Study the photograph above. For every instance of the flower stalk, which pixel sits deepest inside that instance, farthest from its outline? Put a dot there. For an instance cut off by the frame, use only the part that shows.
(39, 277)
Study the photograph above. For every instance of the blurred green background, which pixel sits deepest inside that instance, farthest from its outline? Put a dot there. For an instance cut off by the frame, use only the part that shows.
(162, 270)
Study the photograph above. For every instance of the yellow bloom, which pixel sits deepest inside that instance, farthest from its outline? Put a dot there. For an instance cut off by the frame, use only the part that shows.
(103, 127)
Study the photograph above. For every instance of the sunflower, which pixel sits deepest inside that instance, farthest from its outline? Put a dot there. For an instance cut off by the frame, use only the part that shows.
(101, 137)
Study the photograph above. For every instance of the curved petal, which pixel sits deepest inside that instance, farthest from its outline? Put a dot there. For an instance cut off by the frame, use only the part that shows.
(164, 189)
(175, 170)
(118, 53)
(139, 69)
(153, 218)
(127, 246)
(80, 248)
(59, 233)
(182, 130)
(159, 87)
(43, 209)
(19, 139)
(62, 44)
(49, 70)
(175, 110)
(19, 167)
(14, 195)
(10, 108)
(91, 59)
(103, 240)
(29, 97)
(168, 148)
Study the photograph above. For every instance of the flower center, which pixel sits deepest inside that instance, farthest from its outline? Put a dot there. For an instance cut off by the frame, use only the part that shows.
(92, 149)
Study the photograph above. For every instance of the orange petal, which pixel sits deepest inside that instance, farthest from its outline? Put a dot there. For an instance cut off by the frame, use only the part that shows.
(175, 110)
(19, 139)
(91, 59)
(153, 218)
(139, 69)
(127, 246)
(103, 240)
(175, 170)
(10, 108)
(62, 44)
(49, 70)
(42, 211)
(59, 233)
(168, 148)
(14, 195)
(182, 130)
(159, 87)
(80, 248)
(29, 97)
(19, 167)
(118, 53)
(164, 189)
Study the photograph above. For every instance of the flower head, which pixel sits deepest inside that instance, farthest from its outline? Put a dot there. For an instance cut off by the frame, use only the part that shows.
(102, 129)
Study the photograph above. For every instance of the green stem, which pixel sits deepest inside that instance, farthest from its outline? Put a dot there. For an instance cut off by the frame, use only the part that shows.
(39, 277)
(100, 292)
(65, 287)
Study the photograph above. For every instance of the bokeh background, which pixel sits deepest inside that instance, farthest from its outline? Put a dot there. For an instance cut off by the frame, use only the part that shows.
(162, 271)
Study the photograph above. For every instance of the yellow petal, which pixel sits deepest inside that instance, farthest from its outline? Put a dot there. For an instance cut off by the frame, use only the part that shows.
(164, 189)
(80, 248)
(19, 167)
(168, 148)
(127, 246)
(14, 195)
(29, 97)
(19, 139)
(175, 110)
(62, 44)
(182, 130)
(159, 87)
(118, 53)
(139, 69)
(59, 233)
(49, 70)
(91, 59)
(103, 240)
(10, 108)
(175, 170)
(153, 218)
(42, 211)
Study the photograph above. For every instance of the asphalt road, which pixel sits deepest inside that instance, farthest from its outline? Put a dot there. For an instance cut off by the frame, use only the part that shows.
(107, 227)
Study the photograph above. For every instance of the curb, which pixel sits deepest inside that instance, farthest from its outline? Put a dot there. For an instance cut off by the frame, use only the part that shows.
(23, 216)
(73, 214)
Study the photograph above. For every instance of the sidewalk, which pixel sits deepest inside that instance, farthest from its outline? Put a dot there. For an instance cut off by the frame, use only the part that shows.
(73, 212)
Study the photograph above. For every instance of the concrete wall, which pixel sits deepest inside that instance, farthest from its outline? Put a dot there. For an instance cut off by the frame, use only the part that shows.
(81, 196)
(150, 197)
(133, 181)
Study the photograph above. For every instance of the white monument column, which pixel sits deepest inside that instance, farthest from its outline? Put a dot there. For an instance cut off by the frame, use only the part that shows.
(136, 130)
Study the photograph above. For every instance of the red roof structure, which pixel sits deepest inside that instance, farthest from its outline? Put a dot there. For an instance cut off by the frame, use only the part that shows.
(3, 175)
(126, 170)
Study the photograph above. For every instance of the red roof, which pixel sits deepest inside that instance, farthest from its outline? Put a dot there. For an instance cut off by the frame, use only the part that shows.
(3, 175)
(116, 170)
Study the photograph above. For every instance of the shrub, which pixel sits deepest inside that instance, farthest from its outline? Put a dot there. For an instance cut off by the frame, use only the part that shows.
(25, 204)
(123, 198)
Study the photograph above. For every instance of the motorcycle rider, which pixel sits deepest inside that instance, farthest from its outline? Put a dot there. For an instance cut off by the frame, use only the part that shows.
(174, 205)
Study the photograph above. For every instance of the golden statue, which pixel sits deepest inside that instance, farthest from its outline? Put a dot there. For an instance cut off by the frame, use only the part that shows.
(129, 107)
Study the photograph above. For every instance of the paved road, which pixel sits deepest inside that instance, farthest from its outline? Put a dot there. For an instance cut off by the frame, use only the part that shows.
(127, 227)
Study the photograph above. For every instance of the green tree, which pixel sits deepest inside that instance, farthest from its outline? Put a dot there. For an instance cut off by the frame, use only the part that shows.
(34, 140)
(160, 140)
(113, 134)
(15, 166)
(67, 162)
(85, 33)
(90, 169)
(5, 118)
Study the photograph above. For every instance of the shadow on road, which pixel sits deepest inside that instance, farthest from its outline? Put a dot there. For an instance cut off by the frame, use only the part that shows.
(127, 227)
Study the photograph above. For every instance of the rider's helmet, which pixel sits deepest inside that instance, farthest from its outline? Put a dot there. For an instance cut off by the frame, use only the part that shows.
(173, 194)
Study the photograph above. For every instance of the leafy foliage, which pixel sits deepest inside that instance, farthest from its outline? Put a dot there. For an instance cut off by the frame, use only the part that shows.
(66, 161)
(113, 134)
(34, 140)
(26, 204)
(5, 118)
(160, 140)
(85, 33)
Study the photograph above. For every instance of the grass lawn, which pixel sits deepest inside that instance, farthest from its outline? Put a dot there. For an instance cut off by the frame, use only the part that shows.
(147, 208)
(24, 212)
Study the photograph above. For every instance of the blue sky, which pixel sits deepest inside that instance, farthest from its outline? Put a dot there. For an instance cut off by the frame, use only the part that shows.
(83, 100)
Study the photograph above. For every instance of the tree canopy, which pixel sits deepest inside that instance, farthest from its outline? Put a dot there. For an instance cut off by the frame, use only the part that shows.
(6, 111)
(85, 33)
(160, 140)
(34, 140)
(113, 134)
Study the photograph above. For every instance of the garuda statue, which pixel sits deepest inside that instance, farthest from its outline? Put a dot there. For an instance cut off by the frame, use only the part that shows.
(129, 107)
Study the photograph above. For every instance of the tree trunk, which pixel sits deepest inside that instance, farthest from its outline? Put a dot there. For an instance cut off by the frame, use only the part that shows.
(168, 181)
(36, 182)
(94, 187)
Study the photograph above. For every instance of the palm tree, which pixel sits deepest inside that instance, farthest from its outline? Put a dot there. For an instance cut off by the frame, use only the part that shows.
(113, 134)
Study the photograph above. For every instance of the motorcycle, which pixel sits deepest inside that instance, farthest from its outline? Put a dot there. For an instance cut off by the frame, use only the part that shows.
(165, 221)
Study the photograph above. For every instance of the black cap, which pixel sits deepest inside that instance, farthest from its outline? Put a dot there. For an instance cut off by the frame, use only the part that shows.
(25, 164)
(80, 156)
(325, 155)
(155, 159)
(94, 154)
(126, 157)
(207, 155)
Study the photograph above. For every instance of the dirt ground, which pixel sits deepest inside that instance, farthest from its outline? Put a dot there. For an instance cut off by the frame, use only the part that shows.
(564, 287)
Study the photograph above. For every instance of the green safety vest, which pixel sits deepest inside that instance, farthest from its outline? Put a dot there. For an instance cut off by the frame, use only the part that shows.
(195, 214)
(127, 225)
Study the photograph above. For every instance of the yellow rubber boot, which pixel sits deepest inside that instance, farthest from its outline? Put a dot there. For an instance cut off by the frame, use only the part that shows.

■ ■ ■ ■ ■

▶ [Problem to solve]: Transcribe exactly, and only, the lines from the one bearing "tree trunk, which" through the last line of the entries, counting both.

▶ [Problem solution]:
Study the photograph above. For every instance of the tree trunk, which pixel sits deepest inside that instance, farthest from its outline? Put a dot there. For an instance cut off by the frame, use only the part that shows.
(168, 181)
(36, 182)
(94, 187)
Study the photograph above. For every instance of the palm tree, which pixel sits deepest inside that instance, farthest from its outline? Put a dot there. For an instance cut off by the frame, use only the part that shows.
(113, 134)
Study the photograph above. For every instance of the motorcycle, which pixel sits deepest inside that instance, farthest from its outline? Put a dot there. For an instance cut off by the frame, use only the part that shows.
(165, 221)
Study the photograph above. For every instance of the black cap, which pixel sits deepest inside that instance, farthest from its outline? Put a dot there. For an instance cut off by the frame, use only the part that shows.
(25, 164)
(80, 156)
(325, 155)
(155, 159)
(94, 154)
(126, 157)
(207, 155)
Study the photograph above. For every instance of the dirt ground, which pixel sits deepest inside that instance, farthest from its outline? Put a dot there. For an instance cut off by the frame, use only the part that shows.
(564, 287)
Study the photograph above. For every instance of the green safety vest, which pixel sits deepest inside that instance, farthest from its outline? Put a dot there. For an instance cut off by the frame, use only the part that shows.
(195, 214)
(127, 225)
Study the photograph above. For every instance of the yellow rubber boot, which pixel sits deepest inside that instance, farthest from its outline? Put a dot there. For an instance cut off by the frame, use only the part that shows.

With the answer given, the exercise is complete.